### INSTRUCTIONS FOR THE TASK
Go through the records below and copy out every line that contains the word "right".

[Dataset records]

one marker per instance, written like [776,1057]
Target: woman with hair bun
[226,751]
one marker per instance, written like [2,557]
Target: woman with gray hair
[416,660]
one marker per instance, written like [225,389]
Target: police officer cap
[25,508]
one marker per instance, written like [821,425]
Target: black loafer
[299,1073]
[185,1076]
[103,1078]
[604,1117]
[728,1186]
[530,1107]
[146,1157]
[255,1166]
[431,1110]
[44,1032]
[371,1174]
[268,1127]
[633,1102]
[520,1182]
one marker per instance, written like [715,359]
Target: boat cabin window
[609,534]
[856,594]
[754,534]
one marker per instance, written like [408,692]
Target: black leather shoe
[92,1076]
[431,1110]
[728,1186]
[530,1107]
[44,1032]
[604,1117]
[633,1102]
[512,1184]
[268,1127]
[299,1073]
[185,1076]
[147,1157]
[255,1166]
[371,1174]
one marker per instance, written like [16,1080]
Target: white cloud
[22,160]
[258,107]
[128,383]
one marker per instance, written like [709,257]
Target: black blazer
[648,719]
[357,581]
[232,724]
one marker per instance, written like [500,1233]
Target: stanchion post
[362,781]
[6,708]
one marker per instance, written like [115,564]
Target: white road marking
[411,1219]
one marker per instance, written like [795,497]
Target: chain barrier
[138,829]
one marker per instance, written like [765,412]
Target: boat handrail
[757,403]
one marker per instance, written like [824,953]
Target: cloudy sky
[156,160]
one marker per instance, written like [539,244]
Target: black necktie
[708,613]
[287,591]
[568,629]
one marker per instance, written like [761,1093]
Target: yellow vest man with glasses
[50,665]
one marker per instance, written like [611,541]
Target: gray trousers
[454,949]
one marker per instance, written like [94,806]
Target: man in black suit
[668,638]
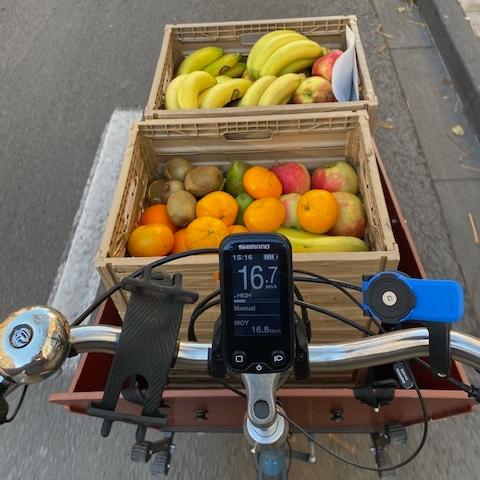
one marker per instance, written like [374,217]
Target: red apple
[290,202]
[323,67]
[351,219]
[293,176]
[336,177]
[314,90]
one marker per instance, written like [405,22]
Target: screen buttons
[239,358]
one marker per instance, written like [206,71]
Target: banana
[298,50]
[218,79]
[270,48]
[260,43]
[236,71]
[255,92]
[191,86]
[304,242]
[222,64]
[199,59]
[281,90]
[172,90]
[297,66]
[222,78]
[225,92]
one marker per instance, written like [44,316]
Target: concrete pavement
[64,68]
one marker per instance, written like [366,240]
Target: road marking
[77,281]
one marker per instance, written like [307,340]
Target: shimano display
[257,319]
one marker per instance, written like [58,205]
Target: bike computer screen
[257,302]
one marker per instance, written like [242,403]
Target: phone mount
[394,298]
[150,330]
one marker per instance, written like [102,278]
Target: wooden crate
[314,140]
[181,40]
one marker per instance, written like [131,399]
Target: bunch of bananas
[211,78]
[207,79]
[281,52]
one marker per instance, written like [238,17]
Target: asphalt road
[64,67]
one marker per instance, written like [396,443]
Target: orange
[205,232]
[260,182]
[237,229]
[157,214]
[152,240]
[264,215]
[219,205]
[179,241]
[317,211]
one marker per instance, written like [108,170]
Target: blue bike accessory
[393,297]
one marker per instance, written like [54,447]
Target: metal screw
[389,298]
[336,415]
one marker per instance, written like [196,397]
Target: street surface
[66,66]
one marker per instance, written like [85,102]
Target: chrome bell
[34,343]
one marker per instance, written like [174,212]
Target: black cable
[335,283]
[199,312]
[194,315]
[325,281]
[19,404]
[305,318]
[336,316]
[365,467]
[157,263]
[290,456]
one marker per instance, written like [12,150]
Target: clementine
[317,211]
[219,205]
[237,229]
[264,215]
[260,182]
[205,232]
[152,240]
[179,241]
[157,214]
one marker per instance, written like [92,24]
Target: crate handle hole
[247,136]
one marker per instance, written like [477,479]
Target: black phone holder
[216,362]
[146,350]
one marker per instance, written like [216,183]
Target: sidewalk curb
[460,50]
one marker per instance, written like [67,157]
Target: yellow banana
[255,92]
[218,79]
[236,71]
[281,90]
[297,66]
[300,49]
[222,78]
[270,48]
[222,64]
[304,242]
[199,59]
[225,92]
[172,90]
[259,44]
[191,86]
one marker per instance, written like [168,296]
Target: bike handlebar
[368,352]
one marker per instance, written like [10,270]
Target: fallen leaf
[386,125]
[458,130]
[476,239]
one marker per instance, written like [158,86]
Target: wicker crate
[181,40]
[311,139]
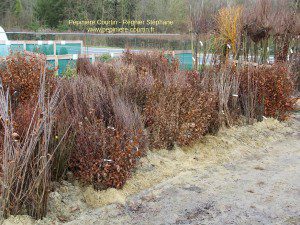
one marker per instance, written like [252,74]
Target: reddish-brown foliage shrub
[274,87]
[178,111]
[108,132]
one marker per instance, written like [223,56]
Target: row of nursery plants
[99,122]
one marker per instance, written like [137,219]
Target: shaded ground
[244,175]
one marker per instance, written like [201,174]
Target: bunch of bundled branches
[27,160]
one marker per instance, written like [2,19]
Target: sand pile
[70,200]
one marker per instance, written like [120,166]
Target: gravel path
[263,188]
[252,176]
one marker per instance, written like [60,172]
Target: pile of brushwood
[97,123]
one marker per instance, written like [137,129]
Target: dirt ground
[243,175]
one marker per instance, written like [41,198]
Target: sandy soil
[243,175]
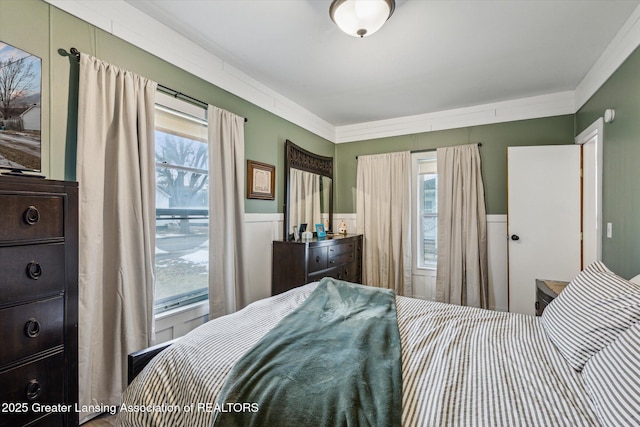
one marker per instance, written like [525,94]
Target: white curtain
[383,216]
[115,171]
[304,199]
[227,270]
[462,276]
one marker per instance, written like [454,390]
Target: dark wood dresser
[297,263]
[38,302]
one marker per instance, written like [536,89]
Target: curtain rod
[426,150]
[75,52]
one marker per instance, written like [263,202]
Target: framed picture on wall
[261,180]
[20,116]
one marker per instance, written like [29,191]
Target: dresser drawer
[31,328]
[343,258]
[351,272]
[39,382]
[29,217]
[31,271]
[317,259]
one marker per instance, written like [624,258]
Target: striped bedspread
[460,367]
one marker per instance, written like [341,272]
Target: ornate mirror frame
[299,158]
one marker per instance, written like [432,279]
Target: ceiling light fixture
[361,18]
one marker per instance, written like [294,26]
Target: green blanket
[334,361]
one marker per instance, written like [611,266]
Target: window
[425,209]
[182,200]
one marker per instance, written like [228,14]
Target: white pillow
[590,313]
[612,378]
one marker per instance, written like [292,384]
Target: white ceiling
[430,56]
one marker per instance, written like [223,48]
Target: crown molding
[555,104]
[623,44]
[124,21]
[128,23]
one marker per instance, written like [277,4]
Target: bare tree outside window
[20,96]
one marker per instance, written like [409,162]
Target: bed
[577,365]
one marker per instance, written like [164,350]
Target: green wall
[621,170]
[47,32]
[495,139]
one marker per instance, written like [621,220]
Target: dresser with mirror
[309,200]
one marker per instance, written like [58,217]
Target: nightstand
[546,291]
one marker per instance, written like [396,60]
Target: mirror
[308,188]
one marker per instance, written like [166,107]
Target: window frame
[197,114]
[416,213]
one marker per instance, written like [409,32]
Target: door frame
[594,131]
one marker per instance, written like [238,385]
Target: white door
[591,141]
[543,219]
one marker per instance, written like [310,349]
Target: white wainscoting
[262,229]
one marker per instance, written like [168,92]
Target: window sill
[196,306]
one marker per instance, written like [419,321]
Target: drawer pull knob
[32,328]
[34,270]
[33,390]
[31,215]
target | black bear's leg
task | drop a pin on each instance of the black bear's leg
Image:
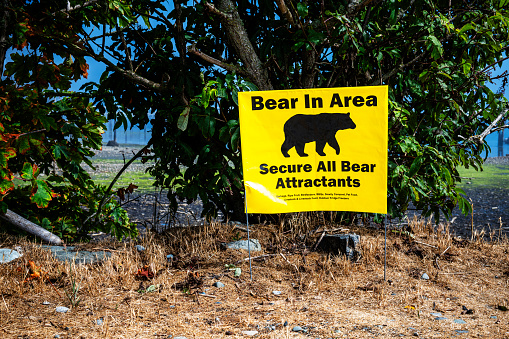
(334, 144)
(320, 144)
(300, 149)
(285, 147)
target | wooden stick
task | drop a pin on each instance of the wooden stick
(423, 243)
(255, 258)
(319, 241)
(295, 266)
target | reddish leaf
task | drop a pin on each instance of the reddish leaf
(121, 193)
(5, 155)
(145, 273)
(130, 189)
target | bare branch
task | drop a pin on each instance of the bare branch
(286, 13)
(480, 138)
(127, 52)
(397, 69)
(232, 68)
(238, 37)
(70, 9)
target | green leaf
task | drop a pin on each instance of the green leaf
(5, 155)
(183, 119)
(43, 194)
(29, 171)
(3, 207)
(302, 9)
(466, 27)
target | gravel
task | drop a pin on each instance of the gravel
(152, 210)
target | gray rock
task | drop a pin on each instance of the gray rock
(67, 254)
(243, 244)
(112, 143)
(218, 284)
(62, 309)
(347, 244)
(7, 255)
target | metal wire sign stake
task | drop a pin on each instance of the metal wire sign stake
(321, 149)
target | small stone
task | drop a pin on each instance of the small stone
(7, 255)
(62, 309)
(254, 245)
(250, 333)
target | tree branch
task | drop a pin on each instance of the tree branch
(480, 138)
(232, 68)
(238, 37)
(108, 190)
(30, 227)
(285, 11)
(397, 69)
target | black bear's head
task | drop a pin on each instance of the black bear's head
(343, 121)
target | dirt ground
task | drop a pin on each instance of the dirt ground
(326, 295)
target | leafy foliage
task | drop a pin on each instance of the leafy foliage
(185, 63)
(45, 138)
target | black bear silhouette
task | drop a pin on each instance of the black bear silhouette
(303, 128)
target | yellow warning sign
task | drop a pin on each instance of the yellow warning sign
(315, 149)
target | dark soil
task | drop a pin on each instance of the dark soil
(490, 206)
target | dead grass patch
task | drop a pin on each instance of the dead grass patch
(328, 295)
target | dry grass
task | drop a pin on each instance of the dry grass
(327, 294)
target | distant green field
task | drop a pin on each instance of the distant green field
(492, 176)
(139, 178)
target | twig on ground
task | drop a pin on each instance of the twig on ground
(256, 258)
(441, 254)
(295, 266)
(319, 241)
(423, 243)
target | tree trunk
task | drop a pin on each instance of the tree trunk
(3, 34)
(30, 227)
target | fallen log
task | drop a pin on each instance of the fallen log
(30, 227)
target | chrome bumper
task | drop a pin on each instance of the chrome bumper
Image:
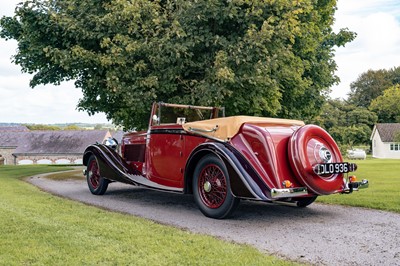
(354, 186)
(277, 193)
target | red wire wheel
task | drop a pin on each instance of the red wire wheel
(211, 188)
(311, 145)
(97, 184)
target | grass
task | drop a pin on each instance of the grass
(384, 186)
(40, 229)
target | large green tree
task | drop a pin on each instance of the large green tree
(265, 57)
(387, 106)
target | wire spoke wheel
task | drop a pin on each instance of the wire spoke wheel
(211, 188)
(94, 174)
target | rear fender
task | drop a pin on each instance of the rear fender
(244, 181)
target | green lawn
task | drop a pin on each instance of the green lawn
(384, 186)
(40, 229)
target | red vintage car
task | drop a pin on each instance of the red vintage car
(220, 160)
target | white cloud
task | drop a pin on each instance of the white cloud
(377, 45)
(43, 104)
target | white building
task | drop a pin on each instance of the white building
(386, 141)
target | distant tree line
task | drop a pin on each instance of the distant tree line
(55, 127)
(374, 98)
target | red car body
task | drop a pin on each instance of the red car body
(222, 160)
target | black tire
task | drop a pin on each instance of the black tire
(304, 202)
(96, 183)
(211, 188)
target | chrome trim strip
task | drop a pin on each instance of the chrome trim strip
(192, 129)
(288, 192)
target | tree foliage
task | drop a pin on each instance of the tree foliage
(387, 106)
(269, 58)
(371, 85)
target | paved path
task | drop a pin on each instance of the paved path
(319, 234)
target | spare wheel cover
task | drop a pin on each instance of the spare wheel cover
(304, 152)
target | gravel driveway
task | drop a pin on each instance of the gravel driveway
(319, 234)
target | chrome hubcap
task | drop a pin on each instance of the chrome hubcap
(207, 186)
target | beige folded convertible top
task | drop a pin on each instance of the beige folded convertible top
(226, 127)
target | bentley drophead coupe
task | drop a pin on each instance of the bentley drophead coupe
(221, 160)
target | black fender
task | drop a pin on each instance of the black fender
(244, 180)
(111, 165)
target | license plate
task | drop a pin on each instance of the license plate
(333, 168)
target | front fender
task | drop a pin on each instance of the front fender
(244, 181)
(110, 163)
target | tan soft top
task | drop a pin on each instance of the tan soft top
(227, 127)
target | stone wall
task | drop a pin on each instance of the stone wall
(50, 159)
(7, 155)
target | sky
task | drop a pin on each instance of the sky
(377, 46)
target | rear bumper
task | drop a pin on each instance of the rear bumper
(277, 193)
(355, 186)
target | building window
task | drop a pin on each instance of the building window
(395, 146)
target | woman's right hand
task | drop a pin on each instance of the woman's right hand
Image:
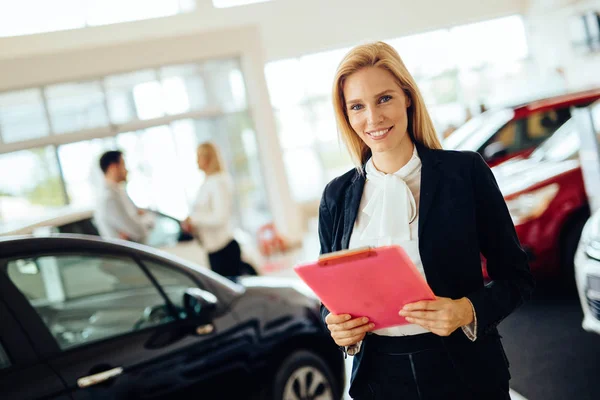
(346, 331)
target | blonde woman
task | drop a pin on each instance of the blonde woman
(445, 209)
(211, 217)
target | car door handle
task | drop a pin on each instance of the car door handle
(100, 377)
(205, 329)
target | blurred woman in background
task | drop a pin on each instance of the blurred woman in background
(211, 217)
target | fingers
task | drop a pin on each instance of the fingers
(424, 305)
(344, 326)
(425, 315)
(349, 341)
(440, 328)
(336, 319)
(348, 333)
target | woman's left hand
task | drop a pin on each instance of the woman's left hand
(441, 316)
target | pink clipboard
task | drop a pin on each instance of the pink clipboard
(369, 282)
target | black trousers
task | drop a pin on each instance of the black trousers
(413, 368)
(227, 261)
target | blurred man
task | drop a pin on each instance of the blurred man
(116, 215)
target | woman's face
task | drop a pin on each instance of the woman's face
(376, 108)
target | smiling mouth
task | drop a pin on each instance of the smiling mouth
(379, 133)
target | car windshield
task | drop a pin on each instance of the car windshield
(562, 145)
(475, 132)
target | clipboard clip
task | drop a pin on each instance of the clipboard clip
(343, 256)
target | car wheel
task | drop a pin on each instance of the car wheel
(304, 376)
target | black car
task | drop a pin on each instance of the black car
(84, 318)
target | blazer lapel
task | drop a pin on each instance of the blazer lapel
(351, 204)
(430, 176)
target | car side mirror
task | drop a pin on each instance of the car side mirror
(494, 150)
(185, 236)
(199, 304)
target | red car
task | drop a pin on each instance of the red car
(501, 134)
(546, 197)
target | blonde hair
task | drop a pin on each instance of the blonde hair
(380, 55)
(214, 156)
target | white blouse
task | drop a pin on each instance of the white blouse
(389, 215)
(213, 211)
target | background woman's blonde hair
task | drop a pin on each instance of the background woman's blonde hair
(214, 156)
(380, 55)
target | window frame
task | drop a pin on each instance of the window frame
(32, 321)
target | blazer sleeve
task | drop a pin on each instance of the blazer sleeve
(511, 280)
(325, 238)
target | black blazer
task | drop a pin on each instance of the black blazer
(462, 214)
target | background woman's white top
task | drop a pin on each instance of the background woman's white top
(213, 210)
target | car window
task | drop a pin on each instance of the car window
(84, 227)
(84, 298)
(530, 131)
(541, 125)
(173, 282)
(4, 361)
(478, 130)
(563, 145)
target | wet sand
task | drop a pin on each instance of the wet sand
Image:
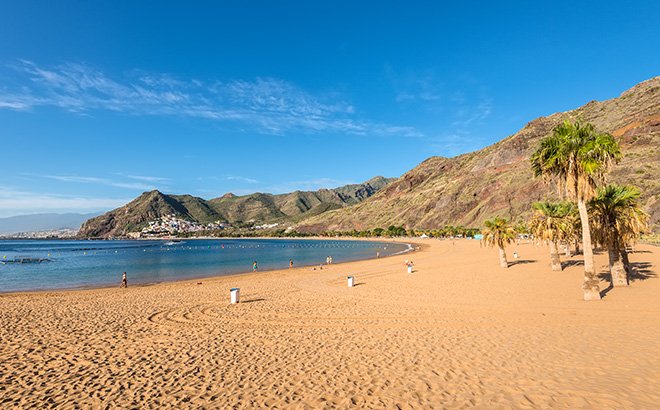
(458, 332)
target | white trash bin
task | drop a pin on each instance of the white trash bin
(235, 295)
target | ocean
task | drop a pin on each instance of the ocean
(40, 265)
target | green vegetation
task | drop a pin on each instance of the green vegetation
(553, 222)
(499, 232)
(576, 157)
(617, 220)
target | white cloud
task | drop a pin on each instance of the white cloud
(101, 181)
(15, 202)
(147, 178)
(268, 105)
(242, 179)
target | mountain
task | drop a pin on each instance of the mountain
(258, 208)
(42, 222)
(497, 180)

### SOLUTION FOR THIS TASK
target | woman's right hand
task | drop a pin on each instance of the woman's right hand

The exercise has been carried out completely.